**Exercise brief:**
Scan the records for the line containing "Locate every instance of the bar"; extract it and all later lines, verbatim, through the end, and nothing before it.

**The records:**
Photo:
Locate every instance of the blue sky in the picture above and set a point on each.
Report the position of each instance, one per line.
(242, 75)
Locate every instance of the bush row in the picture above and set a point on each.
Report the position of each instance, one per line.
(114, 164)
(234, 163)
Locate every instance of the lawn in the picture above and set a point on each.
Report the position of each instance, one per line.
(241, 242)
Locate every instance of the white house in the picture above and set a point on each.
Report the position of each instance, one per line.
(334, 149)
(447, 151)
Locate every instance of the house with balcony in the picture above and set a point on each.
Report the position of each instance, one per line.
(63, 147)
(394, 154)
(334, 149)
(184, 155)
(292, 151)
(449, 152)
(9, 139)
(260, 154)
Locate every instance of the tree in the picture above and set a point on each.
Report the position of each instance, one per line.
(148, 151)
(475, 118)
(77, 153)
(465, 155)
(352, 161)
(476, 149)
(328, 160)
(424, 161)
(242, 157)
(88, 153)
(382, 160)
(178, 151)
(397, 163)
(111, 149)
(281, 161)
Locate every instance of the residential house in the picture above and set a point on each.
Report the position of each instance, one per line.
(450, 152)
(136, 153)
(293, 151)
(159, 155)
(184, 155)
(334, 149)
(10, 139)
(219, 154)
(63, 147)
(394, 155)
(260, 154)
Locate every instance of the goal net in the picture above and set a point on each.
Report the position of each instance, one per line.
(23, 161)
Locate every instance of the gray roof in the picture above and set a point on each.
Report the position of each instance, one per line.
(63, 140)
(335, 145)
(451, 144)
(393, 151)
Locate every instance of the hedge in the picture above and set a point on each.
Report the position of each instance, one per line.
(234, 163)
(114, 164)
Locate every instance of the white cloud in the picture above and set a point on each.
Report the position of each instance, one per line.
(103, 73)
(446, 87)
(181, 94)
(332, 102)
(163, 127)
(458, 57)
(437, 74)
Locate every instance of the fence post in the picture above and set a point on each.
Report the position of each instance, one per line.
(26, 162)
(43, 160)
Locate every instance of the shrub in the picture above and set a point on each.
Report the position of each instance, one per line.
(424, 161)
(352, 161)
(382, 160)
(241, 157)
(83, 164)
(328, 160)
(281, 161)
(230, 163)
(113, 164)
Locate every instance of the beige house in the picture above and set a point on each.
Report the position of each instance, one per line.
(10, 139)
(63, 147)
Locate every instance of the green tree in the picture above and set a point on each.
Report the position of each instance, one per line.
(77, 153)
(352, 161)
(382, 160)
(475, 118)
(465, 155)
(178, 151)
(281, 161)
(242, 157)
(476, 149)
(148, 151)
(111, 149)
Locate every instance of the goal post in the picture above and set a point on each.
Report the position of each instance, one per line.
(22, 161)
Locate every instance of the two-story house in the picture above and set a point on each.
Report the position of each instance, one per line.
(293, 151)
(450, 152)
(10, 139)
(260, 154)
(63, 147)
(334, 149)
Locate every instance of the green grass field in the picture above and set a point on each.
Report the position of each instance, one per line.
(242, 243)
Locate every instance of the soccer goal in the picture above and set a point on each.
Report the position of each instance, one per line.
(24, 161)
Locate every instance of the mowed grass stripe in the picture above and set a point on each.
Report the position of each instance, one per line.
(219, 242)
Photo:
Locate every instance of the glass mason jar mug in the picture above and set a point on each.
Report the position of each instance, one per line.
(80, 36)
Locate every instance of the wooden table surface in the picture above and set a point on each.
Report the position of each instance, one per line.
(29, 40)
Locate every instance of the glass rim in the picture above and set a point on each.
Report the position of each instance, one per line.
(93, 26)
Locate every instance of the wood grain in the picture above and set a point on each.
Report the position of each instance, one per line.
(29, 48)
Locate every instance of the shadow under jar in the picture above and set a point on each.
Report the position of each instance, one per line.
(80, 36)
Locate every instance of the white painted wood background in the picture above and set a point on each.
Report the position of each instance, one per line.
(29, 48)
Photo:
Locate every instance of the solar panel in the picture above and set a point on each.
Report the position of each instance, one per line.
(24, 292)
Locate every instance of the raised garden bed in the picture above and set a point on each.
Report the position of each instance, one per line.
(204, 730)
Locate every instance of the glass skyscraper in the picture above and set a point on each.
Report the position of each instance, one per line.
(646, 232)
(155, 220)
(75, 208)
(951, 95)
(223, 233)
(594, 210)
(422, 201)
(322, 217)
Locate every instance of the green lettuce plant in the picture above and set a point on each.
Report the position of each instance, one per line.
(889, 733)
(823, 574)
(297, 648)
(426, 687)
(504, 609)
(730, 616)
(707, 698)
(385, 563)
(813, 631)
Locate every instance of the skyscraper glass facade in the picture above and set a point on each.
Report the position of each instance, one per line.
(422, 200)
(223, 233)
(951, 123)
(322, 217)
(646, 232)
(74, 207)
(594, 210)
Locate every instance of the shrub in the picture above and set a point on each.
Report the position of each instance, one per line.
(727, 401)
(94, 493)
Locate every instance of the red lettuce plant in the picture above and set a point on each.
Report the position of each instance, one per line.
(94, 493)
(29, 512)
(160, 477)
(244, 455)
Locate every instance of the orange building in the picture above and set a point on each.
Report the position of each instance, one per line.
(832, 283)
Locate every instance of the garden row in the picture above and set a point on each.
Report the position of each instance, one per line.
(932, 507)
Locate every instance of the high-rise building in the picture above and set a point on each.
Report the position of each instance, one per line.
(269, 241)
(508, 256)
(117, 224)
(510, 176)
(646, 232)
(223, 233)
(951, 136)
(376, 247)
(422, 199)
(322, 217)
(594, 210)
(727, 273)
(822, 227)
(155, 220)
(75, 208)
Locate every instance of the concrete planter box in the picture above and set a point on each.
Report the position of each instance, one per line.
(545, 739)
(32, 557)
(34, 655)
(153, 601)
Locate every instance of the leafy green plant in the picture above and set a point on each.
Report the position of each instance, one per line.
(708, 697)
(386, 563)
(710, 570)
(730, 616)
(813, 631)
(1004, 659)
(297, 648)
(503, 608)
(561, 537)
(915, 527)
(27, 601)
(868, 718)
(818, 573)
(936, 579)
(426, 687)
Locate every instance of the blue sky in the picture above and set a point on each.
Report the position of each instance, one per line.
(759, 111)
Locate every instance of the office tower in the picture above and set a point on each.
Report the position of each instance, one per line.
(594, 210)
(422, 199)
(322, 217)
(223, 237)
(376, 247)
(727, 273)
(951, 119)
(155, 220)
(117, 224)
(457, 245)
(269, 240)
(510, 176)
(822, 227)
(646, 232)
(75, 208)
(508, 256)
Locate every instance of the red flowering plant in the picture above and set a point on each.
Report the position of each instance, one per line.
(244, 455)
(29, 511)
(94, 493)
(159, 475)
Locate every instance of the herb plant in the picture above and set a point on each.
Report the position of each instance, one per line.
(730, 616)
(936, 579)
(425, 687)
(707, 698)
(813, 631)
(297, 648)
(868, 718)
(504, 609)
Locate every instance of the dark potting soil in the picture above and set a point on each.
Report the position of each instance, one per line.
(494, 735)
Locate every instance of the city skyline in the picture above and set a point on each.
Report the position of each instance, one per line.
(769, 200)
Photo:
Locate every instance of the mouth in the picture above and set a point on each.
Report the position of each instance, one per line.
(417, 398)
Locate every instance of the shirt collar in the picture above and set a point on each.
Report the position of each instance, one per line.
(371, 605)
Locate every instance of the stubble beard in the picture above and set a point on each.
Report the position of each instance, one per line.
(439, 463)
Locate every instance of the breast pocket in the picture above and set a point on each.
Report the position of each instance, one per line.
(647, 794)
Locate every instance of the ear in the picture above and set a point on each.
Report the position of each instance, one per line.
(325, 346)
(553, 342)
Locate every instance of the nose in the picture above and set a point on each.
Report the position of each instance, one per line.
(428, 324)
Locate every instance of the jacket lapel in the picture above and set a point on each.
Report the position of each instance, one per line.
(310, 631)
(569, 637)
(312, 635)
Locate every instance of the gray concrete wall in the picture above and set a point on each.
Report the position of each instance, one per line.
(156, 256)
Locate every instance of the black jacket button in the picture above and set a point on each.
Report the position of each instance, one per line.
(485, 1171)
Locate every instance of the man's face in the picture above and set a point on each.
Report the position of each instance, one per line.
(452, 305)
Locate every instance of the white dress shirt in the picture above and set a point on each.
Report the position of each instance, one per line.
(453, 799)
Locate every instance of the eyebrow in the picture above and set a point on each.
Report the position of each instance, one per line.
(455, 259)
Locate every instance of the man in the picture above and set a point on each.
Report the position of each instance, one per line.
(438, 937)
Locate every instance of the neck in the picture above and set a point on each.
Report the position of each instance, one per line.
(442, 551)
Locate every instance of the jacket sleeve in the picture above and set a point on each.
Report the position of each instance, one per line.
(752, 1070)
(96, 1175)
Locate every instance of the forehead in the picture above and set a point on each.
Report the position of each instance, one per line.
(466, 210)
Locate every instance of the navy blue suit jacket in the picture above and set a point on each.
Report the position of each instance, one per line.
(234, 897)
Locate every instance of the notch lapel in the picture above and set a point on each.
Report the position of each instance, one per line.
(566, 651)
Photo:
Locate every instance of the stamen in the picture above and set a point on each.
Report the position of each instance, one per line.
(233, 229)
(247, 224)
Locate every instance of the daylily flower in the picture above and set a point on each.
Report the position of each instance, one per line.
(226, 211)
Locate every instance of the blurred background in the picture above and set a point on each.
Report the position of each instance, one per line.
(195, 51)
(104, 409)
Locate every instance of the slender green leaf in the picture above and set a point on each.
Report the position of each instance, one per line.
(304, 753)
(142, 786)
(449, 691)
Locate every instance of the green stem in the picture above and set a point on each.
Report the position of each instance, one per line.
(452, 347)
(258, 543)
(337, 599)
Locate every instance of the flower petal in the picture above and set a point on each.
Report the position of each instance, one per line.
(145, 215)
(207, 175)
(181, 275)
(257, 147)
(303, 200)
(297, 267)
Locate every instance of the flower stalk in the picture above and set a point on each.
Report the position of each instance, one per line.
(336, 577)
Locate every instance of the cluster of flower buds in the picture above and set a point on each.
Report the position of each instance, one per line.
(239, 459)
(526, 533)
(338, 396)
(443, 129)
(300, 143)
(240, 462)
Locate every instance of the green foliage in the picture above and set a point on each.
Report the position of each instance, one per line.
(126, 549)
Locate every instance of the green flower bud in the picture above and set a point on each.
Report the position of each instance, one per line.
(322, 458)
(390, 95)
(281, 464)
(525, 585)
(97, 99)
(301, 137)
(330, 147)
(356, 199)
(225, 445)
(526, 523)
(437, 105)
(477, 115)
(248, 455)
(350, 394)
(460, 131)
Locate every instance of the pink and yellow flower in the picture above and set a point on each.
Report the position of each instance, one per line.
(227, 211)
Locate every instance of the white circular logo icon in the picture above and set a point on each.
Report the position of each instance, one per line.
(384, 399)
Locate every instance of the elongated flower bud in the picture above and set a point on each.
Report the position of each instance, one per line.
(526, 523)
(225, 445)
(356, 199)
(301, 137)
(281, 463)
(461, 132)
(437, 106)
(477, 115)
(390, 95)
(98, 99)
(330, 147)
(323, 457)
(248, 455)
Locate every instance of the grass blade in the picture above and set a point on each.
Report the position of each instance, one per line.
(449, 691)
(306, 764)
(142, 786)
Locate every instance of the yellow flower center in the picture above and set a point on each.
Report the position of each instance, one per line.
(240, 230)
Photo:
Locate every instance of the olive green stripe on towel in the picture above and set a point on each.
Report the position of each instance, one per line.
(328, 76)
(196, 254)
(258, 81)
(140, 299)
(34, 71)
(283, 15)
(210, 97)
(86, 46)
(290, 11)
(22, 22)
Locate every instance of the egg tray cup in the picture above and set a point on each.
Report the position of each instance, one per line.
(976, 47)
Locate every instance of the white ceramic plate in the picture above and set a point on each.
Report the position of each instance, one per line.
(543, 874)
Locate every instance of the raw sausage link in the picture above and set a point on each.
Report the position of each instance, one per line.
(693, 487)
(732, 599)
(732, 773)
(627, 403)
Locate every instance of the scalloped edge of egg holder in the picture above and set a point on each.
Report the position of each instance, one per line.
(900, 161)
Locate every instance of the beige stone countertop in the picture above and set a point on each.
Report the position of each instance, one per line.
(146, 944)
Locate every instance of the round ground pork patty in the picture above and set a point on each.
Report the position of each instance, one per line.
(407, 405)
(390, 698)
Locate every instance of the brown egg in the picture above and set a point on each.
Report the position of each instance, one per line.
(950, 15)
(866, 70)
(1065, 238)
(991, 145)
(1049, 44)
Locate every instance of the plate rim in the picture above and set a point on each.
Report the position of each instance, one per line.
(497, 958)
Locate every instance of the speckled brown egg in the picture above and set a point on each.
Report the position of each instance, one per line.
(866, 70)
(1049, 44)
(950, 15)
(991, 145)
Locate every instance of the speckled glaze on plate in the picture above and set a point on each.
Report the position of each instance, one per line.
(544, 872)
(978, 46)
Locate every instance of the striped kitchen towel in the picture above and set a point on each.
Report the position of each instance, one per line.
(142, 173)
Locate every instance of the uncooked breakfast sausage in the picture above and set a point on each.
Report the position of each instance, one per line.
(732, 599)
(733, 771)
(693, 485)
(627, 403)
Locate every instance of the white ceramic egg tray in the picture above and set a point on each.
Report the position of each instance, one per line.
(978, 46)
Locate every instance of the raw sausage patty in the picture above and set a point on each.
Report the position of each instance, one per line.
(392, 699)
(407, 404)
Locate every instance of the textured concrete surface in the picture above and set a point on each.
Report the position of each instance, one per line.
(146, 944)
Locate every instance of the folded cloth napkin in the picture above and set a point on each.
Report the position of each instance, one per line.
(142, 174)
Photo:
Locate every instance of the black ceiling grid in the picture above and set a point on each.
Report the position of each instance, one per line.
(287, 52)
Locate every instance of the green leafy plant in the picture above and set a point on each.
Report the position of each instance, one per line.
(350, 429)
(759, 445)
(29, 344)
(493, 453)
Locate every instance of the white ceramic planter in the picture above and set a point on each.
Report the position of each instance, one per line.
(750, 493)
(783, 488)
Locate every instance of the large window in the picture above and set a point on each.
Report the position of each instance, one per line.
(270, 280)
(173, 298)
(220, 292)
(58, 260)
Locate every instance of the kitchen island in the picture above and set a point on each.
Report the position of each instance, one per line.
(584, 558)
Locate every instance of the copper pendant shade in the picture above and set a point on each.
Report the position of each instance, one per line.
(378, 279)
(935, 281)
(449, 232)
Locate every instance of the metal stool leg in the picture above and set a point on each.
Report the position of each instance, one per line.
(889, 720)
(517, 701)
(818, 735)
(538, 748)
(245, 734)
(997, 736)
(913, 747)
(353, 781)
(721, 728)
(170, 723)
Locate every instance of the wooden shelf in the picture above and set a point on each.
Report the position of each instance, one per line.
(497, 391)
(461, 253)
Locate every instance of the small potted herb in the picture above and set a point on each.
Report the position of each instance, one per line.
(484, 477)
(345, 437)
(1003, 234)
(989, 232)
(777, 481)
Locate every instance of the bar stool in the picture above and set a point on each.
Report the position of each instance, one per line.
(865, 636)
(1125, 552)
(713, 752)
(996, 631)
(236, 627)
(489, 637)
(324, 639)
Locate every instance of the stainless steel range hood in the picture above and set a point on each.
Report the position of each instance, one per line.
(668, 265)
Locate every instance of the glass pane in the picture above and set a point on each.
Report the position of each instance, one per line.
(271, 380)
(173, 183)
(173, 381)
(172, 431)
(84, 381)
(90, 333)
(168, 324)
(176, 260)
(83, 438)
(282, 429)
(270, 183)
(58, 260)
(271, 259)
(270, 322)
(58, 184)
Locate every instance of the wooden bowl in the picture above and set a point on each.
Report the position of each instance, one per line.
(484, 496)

**Result of this task:**
Locate every instance of the bar stool in the picture above and set a point on each.
Report the position of each instance, one per line.
(865, 636)
(1125, 552)
(713, 752)
(996, 631)
(236, 627)
(489, 637)
(324, 639)
Locate every instance of the stainless steel range hood in the picture above and set a point on each.
Report the position of each instance, one per line.
(668, 265)
Locate every instance of the glass pane in the picture above and set a point on each.
Report the position of each instance, one per line.
(271, 380)
(173, 183)
(173, 381)
(172, 431)
(84, 381)
(90, 333)
(168, 324)
(176, 260)
(83, 438)
(282, 429)
(270, 183)
(58, 260)
(271, 259)
(270, 322)
(58, 184)
Locate every instance of the wooden bowl in the picture above and set a point on each.
Report the position of each instance, one per line.
(484, 496)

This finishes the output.